Repeat exactly the lines that run from the one containing "pier in the image above." to the end of the data, and leave out all others.

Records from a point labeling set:

• • • • • • •

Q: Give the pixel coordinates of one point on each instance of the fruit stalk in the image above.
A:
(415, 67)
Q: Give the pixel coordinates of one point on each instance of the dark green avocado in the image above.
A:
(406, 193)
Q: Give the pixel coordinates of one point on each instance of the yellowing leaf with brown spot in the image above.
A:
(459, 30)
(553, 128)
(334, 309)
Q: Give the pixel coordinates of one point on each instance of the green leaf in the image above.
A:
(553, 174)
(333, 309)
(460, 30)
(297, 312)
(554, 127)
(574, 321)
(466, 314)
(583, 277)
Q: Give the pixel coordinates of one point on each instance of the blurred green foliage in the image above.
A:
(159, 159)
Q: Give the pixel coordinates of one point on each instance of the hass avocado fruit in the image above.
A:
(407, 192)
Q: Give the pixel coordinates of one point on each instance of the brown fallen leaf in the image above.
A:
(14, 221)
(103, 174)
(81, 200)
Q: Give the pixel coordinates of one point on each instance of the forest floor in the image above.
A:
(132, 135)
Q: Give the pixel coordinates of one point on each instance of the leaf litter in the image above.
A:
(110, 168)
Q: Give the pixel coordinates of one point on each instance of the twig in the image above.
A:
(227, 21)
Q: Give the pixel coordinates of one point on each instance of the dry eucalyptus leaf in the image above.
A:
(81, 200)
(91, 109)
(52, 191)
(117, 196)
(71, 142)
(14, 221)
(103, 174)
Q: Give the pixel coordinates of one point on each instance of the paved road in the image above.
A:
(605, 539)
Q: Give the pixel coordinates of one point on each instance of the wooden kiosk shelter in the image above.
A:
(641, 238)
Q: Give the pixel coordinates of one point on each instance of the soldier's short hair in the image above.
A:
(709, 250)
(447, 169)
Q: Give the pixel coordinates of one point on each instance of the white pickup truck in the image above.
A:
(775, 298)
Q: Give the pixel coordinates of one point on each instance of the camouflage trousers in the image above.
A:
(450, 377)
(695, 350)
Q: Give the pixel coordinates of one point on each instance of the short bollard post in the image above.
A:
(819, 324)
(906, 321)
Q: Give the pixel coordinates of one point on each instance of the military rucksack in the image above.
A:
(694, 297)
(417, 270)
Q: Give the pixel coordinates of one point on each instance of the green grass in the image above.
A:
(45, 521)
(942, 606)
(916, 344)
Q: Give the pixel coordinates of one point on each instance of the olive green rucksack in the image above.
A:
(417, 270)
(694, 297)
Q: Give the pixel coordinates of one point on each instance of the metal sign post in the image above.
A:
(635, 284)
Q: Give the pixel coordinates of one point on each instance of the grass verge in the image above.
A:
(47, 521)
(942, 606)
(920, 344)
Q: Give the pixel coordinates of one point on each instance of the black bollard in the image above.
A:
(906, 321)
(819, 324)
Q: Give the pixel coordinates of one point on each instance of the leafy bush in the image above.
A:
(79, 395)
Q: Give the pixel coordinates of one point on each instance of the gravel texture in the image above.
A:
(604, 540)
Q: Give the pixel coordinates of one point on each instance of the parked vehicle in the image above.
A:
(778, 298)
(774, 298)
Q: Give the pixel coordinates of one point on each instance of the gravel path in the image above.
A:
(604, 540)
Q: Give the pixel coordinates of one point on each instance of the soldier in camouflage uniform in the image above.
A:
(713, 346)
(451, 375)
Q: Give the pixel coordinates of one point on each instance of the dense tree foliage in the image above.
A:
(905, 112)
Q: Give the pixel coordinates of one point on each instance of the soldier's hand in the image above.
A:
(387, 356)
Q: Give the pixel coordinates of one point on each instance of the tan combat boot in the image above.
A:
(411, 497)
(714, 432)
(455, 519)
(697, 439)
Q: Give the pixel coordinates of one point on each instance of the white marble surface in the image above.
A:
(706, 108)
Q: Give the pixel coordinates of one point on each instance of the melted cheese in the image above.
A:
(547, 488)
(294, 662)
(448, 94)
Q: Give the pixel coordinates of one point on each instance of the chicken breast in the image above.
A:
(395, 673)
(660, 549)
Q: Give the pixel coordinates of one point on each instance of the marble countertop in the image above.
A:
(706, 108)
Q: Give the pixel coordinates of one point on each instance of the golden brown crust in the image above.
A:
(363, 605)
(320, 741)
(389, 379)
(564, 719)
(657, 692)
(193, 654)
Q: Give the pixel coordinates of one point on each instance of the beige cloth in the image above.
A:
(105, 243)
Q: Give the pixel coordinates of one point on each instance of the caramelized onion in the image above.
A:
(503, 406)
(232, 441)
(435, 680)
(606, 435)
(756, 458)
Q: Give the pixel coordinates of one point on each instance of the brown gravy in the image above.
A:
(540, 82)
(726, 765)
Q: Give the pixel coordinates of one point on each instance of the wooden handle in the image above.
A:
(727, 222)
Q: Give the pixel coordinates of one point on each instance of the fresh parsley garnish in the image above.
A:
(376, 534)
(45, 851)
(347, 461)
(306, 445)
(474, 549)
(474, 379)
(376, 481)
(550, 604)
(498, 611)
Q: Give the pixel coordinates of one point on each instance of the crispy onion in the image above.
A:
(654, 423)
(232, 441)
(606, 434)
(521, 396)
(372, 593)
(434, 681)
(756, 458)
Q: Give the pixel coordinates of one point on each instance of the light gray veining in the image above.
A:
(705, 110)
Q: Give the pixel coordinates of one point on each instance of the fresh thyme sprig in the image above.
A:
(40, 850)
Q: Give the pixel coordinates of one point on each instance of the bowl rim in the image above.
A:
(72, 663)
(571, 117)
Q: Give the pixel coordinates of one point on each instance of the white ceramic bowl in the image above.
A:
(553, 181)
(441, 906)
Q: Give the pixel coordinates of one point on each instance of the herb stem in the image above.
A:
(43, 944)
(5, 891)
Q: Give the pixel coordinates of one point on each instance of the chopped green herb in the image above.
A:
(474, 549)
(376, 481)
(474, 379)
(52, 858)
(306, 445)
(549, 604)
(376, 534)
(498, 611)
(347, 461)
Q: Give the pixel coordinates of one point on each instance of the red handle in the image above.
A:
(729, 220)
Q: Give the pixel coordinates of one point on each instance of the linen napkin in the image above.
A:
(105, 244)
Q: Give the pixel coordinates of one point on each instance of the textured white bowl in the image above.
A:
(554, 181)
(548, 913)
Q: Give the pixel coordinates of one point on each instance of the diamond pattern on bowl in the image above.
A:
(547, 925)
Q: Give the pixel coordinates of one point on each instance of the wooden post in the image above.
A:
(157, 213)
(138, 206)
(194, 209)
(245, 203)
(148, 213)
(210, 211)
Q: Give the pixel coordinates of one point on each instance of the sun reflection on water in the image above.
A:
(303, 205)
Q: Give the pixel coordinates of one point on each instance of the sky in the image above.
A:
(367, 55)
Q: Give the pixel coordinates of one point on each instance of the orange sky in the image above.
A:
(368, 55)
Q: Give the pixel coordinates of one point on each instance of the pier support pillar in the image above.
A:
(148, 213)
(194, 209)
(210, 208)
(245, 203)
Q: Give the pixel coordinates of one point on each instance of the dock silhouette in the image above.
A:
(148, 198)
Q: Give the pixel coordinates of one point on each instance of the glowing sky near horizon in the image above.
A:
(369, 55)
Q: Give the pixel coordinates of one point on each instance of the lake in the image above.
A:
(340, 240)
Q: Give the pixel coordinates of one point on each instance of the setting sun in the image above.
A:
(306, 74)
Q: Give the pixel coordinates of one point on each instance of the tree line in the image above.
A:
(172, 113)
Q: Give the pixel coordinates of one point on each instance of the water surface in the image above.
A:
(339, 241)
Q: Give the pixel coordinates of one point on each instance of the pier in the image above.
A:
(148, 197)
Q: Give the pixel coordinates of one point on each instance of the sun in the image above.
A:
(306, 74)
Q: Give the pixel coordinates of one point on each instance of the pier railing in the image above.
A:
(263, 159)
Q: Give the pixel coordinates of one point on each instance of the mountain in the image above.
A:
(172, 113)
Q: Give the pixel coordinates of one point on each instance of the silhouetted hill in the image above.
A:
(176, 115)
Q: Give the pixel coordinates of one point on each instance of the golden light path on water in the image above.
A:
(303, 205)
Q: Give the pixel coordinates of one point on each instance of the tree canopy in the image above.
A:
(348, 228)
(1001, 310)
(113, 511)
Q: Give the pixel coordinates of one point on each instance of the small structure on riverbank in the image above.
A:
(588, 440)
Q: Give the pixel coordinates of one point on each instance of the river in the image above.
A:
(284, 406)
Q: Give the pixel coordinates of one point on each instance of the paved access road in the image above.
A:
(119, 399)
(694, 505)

• • • • • • •

Answer for this exercise |
Q: Give the pixel coordinates of one point on each instance of the pier in the image above.
A:
(148, 197)
Q: Give the pixel coordinates of one point on each instance of the sun in the image above.
A:
(306, 74)
Q: Give the pixel coordinates of one point on each instance of the pier railing in the image above.
A:
(263, 159)
Q: Give the pixel coordinates of one point on each instance of the mountain in the image above.
A:
(172, 113)
Q: Give the pixel coordinates of one point on each instance of the silhouetted hill in the image above.
A:
(176, 115)
Q: Give the pixel coordinates of one point on each instance of the golden light path on water in the image above.
A:
(303, 205)
Q: Give the pixel coordinates of one point on each instance of the tree canopy in the image above.
A:
(348, 228)
(1001, 310)
(113, 511)
Q: Give the pixel coordinates of one point on each instance of the small structure on riverbank in the image above.
A:
(588, 440)
Q: Give the pixel coordinates of one point on each instance of the river in the image above.
A:
(284, 406)
Q: Give the pixel coordinates of one point on each instance of the paved access road in the image above.
A:
(119, 399)
(694, 505)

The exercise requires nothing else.